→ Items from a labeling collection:
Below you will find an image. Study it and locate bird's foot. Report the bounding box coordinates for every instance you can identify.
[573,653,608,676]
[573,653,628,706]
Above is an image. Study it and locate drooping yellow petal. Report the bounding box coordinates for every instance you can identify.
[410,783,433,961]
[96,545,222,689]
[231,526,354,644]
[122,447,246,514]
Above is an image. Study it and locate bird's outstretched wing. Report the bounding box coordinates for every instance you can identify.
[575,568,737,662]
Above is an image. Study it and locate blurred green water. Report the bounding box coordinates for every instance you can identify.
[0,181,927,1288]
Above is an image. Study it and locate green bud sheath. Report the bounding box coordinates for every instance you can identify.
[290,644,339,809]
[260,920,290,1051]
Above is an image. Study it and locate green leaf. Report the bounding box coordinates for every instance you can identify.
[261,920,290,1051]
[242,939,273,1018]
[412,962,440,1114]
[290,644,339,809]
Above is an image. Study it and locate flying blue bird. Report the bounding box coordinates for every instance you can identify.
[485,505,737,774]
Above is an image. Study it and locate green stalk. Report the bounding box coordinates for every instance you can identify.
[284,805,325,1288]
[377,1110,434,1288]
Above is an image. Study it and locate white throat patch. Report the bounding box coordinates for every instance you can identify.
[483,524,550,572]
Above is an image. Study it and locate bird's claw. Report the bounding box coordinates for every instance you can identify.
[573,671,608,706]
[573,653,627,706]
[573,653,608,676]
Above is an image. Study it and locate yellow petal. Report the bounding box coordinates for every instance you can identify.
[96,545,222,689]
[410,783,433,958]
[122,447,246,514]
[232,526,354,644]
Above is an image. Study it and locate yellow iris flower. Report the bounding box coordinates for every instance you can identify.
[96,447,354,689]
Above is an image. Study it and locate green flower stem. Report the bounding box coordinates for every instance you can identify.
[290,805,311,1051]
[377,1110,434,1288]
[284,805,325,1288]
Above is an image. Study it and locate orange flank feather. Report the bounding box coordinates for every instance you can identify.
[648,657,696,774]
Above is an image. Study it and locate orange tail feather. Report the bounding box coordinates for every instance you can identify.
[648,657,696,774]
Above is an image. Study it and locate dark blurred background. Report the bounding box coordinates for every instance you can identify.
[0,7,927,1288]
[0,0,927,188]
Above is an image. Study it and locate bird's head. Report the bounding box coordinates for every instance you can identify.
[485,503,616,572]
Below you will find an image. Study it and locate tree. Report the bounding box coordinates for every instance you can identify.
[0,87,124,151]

==

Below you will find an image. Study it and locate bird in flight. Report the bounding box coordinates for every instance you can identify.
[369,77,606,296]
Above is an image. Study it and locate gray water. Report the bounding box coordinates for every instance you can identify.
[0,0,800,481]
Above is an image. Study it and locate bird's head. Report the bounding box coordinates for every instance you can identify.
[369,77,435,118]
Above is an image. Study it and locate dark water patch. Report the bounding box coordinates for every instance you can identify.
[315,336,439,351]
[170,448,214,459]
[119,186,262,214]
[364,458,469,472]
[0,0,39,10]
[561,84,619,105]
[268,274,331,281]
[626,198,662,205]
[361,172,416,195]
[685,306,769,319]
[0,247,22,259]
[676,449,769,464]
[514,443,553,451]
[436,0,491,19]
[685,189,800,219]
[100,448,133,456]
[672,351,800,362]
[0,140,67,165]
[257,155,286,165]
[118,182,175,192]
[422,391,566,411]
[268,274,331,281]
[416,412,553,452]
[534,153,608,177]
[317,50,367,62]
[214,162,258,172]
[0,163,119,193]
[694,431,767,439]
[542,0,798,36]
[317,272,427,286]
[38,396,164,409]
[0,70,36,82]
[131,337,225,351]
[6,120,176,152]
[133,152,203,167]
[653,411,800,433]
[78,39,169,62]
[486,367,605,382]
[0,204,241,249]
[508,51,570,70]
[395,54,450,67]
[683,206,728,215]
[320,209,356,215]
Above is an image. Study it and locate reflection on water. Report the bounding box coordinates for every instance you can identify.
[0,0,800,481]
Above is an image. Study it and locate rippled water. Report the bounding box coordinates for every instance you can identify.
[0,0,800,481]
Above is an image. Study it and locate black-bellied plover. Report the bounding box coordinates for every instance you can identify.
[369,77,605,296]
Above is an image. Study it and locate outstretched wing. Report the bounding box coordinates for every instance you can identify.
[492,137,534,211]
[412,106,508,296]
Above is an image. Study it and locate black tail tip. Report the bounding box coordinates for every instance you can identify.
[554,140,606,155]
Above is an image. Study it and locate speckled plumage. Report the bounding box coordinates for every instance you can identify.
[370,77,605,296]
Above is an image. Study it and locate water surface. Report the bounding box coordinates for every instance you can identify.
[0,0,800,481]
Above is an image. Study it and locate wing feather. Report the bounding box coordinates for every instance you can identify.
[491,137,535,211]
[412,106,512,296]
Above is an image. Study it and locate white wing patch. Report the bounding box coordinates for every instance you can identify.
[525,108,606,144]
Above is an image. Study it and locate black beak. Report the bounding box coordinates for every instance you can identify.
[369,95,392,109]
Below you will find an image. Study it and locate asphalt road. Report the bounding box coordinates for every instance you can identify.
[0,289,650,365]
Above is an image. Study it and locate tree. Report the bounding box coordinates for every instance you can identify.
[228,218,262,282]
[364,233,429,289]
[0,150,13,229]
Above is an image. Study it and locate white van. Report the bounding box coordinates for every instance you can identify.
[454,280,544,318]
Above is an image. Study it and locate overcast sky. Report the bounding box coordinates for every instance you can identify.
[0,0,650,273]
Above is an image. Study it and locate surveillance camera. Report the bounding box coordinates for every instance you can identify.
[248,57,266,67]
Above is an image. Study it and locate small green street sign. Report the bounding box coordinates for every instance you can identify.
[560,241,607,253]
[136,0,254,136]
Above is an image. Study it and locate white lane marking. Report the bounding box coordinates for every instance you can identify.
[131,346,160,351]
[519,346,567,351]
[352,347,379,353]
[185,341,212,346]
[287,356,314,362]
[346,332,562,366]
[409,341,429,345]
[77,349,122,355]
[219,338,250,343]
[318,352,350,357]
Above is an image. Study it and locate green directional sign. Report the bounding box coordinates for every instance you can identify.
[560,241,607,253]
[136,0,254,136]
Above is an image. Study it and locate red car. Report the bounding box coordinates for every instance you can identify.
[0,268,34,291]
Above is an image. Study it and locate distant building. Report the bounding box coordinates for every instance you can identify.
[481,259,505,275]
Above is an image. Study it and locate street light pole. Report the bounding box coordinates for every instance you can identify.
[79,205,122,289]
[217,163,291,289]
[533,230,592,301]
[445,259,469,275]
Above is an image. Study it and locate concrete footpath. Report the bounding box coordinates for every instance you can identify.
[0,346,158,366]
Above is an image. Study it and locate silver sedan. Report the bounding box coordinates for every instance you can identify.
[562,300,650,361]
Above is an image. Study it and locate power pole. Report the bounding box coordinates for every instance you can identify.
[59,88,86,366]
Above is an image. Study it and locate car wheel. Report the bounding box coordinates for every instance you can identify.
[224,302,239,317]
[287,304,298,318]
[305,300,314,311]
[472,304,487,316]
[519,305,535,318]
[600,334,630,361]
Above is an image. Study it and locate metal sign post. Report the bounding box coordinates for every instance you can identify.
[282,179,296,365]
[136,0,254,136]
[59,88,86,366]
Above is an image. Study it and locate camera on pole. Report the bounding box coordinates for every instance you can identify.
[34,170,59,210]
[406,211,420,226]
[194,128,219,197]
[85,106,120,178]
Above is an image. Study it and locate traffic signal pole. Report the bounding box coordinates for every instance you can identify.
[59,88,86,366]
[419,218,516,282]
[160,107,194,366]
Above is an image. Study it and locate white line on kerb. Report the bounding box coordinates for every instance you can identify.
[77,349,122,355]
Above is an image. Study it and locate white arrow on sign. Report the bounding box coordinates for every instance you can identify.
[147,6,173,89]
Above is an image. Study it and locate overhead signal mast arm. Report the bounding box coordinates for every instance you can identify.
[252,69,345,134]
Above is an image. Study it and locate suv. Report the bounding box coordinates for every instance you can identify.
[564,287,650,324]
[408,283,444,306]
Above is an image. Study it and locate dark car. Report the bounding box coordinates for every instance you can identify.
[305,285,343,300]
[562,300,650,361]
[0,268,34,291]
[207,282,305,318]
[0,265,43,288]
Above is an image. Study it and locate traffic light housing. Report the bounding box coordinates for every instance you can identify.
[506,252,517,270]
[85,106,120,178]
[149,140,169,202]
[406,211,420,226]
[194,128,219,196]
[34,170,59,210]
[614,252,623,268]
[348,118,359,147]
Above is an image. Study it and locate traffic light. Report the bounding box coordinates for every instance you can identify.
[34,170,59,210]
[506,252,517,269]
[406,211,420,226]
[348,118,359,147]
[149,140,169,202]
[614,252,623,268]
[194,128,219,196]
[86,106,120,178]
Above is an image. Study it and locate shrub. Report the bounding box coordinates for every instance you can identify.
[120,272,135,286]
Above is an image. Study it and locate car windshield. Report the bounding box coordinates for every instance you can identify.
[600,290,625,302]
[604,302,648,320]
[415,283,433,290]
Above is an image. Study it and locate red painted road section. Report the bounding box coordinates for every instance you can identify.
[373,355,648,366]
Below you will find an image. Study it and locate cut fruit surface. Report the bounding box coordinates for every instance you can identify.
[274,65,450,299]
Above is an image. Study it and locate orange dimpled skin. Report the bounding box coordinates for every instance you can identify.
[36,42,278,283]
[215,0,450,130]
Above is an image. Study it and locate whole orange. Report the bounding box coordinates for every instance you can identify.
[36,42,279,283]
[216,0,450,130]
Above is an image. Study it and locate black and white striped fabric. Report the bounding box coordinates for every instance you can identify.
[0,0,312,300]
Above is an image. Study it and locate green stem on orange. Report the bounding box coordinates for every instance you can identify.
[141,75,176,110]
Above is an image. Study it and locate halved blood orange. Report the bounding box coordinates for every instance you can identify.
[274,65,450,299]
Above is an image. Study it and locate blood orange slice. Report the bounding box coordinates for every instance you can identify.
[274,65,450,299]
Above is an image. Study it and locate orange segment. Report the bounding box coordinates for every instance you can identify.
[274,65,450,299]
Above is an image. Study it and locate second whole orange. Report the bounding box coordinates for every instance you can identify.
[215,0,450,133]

→ Direction: Reproduce the rows from the line containing "Above is an image. Study it and locate suv." up to and including the line containing "[415,283,433,290]", keeping every request line. Multiply each bounding box coordinate in those rows by 2.25, round it to a whole number with halves going up, and give nothing outside that range.

→ Output of the task:
Above is an image. Study it and locate suv. Report the bounding box coordinates for every instance you can identify.
[1269,646,1463,729]
[918,637,999,689]
Above is an image. Study it and locate dark car. Report the bounding box coordinates for every instance you can identify.
[686,641,772,675]
[1265,675,1463,812]
[0,603,77,655]
[466,635,686,716]
[0,596,97,648]
Above is an image. Study it and locate traffic light housing. Report the bounding box coordinates for every instance you can identify.
[1139,567,1163,608]
[191,239,270,401]
[335,315,380,455]
[914,475,945,509]
[437,288,493,441]
[77,383,133,473]
[1382,567,1402,603]
[783,266,808,331]
Above is an image. Study it and locate traffic light. Report the bounding box coordinates for every instance you can identify.
[77,383,133,473]
[1139,567,1163,605]
[914,475,945,509]
[783,266,808,331]
[335,315,380,455]
[1382,567,1402,603]
[437,288,493,441]
[194,239,270,401]
Above is an image. Study it and locate shrub. Report the bounding box coordinates for every instance you can identify.
[270,612,304,644]
Above is an image. Study it and locate car windshield. Report the bounding box coordinates for every instance you can identify.
[1350,653,1406,680]
[1359,680,1458,720]
[934,637,974,653]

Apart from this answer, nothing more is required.